____ VORLIEGENDER TEXT
Ein bitterer Beigeschmack bleibt für die Mutter des Kinds jedoch zurück. Denn auch mit ihrem Vorschlag, dass das Kind sein rotes Trikot ja ausziehen könne, sei sie am Einlass-Personal mit dem Hinweis gescheitert, dass man dies für "eine miese Nummer" halte. Also kaufte die 47-Jährige notgedrungen zwei zusätzliche Eintrittskarten zu insgesamt 42 Euro für sich und ihren Sohn – zusätzlich zu den 29 Euro für die Familienblock-Tickets, die sie ohnehin schon für sich als Erwachsene sowie das Kind gezahlt hatte. Die beiden mussten das Spiel dann ohne Familie im gemischten Block gegenüber des Familienblocks verfolgen.
"So etwas darf nicht passieren", meint der Großvater, Walter Blatt, und setzt nach: "Was soll ein zwölfjähriges Kind in Begleitung von Eltern und Opa anrichten, die noch dazu bereit sind, dem Kind das verbotene Trikot auszuziehen?", fragt er sich. Die Aktion hält er für maßlos überzogen und in höchstem Maß kinderfeindlich. "Die heutigen Kinder sollen doch die Fans von morgen sein."
Die TSG Hoffenheim wolle "jedem Fan und Besucher ein positives Erlebnis in unserer Arena garantieren", sagt Clubsprecher Kliem. Dies gelte "vor allem in puncto Sicherheit", fährt er fort, "gerade auch für Familien und unsere kleinen Fans"; und auch Anhänger der gegnerischen Mannschaft seien hiermit gemeint. Die TSG arbeite eng mit Sicherheitsdiensten und Polizei zusammen, um für die Besucher einen unbeschwerten Besuch zu ermöglichen. Security-Bedienstete müssten laut Kliem eine DFB-Schulung für den Einsatz bei Spielen absolviert haben.
Grundlage für den Einlass aller Besucher sei die Stadionordnung. Die Regelung werde offen kommuniziert und gelte im Übrigen in allen Bundesligastadien. Die Regelung habe sie zwar gekannt, sagt Michaela Schöffel, jedoch nicht geahnt, dass die gegnerischen Fan-Trikots im Familienblock auch dann verboten sind, "wenn sie nicht sichtbar unter anderen Kleidungsschichten verborgen sind", quasi als Unterhemd.
Kliem wiederum verweist viele Sitzplatz-Angebote für Familien in der Arena, in denen das Tragen gegnerischer Fan-Shirts erlaubt sei. Zudem verweist er auf die Möglichkeit, an Schaltern mitgebrachte persönliche Sachen zu hinterlegen: "Wir bedauern zutiefst, wenn es hier zu Unstimmigkeiten gekommen ist." Michaela Schöffel indes ist die Lust auf einen Stadionbesuch in Sinsheim vorerst vergangen. Sie hält die Entscheidung nach wie vor für eine Kleinlichkeit.
________
*AUFGABEN*.
(1) Fasse den Absatz des Berichts, der mit „Die TSG Hoffenheim wolle“ beginnt, als knappe Stichpunktliste zusammen.
(2) Gib den Abschnitt des Berichts von „Grundlage für den“ bis einschließlich „für eine Kleinlichkeit.“ wortgetreu wieder.
Die Datensätze werden für die Aufgaben nicht gebraucht.
____ BEREITGESTELLTE ANGABEN
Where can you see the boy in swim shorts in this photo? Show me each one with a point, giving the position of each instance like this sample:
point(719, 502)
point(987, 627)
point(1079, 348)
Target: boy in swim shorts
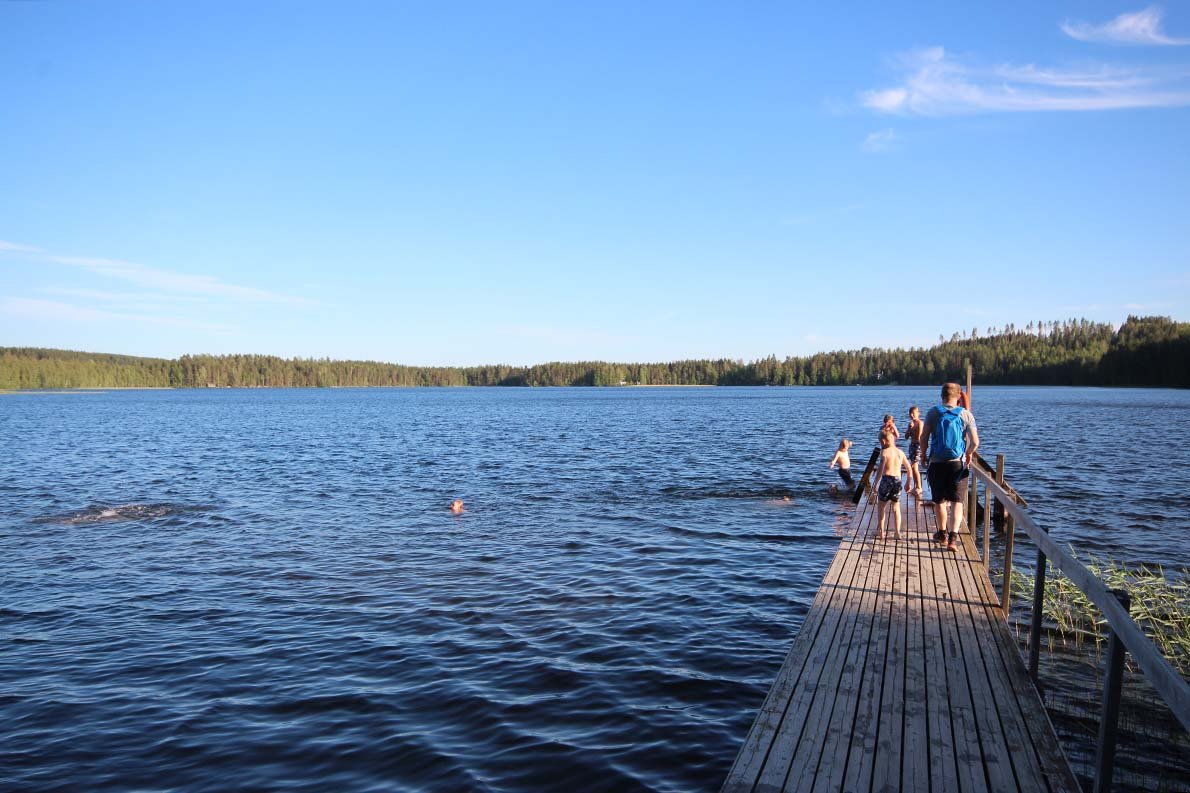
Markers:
point(843, 460)
point(888, 492)
point(914, 434)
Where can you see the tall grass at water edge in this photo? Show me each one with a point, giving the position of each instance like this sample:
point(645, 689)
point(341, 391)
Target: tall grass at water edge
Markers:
point(1160, 606)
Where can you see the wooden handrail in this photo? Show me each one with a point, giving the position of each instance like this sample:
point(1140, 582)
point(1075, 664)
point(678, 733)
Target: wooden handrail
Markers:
point(1167, 682)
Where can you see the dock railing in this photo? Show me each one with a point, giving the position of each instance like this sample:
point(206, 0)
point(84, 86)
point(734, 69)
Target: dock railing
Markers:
point(1123, 635)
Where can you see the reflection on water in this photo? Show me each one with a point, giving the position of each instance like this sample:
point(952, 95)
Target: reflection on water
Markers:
point(267, 585)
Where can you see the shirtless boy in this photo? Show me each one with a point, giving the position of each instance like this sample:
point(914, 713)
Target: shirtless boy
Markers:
point(843, 460)
point(914, 434)
point(888, 492)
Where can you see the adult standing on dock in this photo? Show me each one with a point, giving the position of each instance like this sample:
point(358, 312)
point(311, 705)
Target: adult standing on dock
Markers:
point(951, 437)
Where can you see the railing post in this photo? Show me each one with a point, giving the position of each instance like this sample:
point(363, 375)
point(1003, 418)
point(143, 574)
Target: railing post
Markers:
point(1035, 626)
point(988, 509)
point(1006, 589)
point(1109, 719)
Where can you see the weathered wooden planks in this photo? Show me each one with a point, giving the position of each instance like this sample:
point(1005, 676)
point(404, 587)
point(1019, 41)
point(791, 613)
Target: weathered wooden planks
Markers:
point(903, 676)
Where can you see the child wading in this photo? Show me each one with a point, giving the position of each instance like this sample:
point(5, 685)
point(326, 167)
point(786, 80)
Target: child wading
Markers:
point(914, 434)
point(843, 460)
point(888, 493)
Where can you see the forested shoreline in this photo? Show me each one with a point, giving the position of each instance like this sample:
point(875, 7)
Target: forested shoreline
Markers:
point(1144, 351)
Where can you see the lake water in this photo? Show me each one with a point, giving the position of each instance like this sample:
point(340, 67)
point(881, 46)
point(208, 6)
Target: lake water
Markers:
point(220, 589)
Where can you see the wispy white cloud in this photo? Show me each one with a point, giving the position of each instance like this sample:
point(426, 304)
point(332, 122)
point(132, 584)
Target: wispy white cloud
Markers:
point(880, 141)
point(937, 83)
point(1141, 27)
point(57, 311)
point(123, 297)
point(171, 283)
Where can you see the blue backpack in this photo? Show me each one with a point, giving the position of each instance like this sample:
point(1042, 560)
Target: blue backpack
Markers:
point(947, 442)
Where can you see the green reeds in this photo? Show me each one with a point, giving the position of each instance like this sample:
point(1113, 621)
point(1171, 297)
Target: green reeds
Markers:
point(1160, 605)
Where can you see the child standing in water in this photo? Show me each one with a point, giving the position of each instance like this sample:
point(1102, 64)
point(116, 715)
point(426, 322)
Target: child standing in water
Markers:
point(914, 434)
point(888, 491)
point(843, 460)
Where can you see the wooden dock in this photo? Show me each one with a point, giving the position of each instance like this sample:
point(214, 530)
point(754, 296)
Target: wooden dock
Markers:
point(904, 676)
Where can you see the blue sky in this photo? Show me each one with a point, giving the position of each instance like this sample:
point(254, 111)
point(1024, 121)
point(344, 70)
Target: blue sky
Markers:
point(439, 182)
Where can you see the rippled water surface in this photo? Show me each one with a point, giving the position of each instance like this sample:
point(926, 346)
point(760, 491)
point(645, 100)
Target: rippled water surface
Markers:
point(221, 589)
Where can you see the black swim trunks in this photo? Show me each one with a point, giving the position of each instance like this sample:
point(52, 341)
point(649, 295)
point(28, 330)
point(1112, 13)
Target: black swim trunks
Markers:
point(944, 480)
point(889, 488)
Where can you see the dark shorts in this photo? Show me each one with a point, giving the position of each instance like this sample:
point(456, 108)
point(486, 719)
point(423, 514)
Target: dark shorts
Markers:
point(944, 480)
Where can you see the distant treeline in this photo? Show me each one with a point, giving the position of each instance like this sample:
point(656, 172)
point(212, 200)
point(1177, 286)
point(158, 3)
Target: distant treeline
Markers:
point(1145, 351)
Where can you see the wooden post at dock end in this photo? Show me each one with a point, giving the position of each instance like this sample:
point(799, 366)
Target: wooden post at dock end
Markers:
point(988, 499)
point(972, 492)
point(987, 537)
point(868, 472)
point(1006, 589)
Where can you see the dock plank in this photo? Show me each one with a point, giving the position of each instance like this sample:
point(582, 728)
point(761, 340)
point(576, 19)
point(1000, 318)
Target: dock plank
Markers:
point(903, 676)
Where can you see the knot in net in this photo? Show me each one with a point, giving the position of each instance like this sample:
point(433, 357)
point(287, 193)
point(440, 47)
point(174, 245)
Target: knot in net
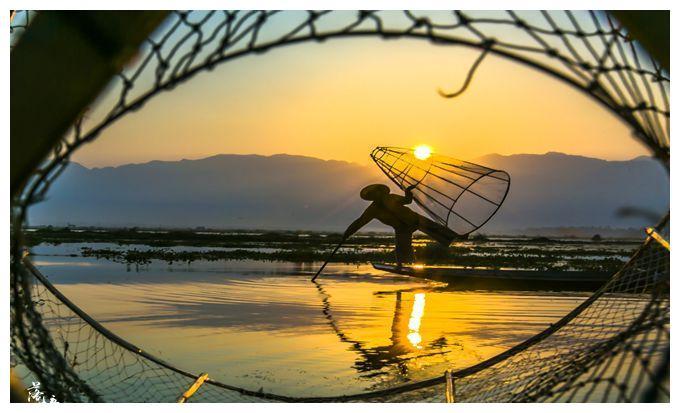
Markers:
point(460, 195)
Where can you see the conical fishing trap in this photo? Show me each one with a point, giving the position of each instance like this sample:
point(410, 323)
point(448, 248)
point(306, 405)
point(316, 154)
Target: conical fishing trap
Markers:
point(460, 195)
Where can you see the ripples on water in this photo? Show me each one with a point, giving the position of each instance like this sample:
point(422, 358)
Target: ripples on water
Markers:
point(264, 325)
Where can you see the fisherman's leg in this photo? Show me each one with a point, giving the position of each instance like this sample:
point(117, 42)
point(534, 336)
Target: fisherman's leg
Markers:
point(404, 247)
point(438, 232)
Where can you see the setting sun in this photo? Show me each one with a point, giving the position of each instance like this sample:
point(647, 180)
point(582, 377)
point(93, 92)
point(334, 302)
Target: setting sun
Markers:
point(422, 152)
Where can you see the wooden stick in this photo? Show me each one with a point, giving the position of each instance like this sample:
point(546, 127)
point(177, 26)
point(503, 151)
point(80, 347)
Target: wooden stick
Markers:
point(658, 238)
point(327, 260)
point(190, 392)
point(450, 388)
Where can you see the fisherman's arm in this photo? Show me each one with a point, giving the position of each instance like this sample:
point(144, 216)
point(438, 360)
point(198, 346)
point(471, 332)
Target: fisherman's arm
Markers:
point(409, 194)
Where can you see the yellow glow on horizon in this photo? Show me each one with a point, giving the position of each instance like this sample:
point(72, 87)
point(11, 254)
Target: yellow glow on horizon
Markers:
point(422, 152)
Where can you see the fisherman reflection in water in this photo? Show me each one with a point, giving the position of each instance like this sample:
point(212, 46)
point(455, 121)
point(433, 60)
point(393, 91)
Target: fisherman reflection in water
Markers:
point(390, 209)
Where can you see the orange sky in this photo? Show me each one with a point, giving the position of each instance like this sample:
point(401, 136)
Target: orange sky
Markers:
point(340, 99)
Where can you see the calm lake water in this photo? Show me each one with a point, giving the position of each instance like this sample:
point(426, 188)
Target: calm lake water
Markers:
point(264, 325)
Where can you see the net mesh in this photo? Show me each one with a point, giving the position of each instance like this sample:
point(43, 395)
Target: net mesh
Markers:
________
*ANTWORTEN*.
(1)
Laut Clubsprecher Kliem:
- Die TSG Hoffenheim will jedem Fan und Besucher ein positives Erlebnis in der Arena garantieren.
- Das gilt vor allem für die Sicherheit, besonders für Familien und kleine Fans und auch für Anhänger der gegnerischen Mannschaft.
- Der Verein arbeitet eng mit Sicherheitsdiensten und Polizei zusammen, damit die Besucher einen unbeschwerten Besuch haben.
- Security-Kräfte müssen für den Einsatz bei Spielen eine DFB-Schulung absolviert haben.

(2)
Grundlage für den Einlass aller Besucher sei die Stadionordnung. Die Regelung werde offen kommuniziert und gelte im Übrigen in allen Bundesligastadien. Die Regelung habe sie zwar gekannt, sagt Michaela Schöffel, jedoch nicht geahnt, dass die gegnerischen Fan-Trikots im Familienblock auch dann verboten sind, "wenn sie nicht sichtbar unter anderen Kleidungsschichten verborgen sind", quasi als Unterhemd.
Kliem wiederum verweist viele Sitzplatz-Angebote für Familien in der Arena, in denen das Tragen gegnerischer Fan-Shirts erlaubt sei. Zudem verweist er auf die Möglichkeit, an Schaltern mitgebrachte persönliche Sachen zu hinterlegen: "Wir bedauern zutiefst, wenn es hier zu Unstimmigkeiten gekommen ist." Michaela Schöffel indes ist die Lust auf einen Stadionbesuch in Sinsheim vorerst vergangen. Sie hält die Entscheidung nach wie vor für eine Kleinlichkeit.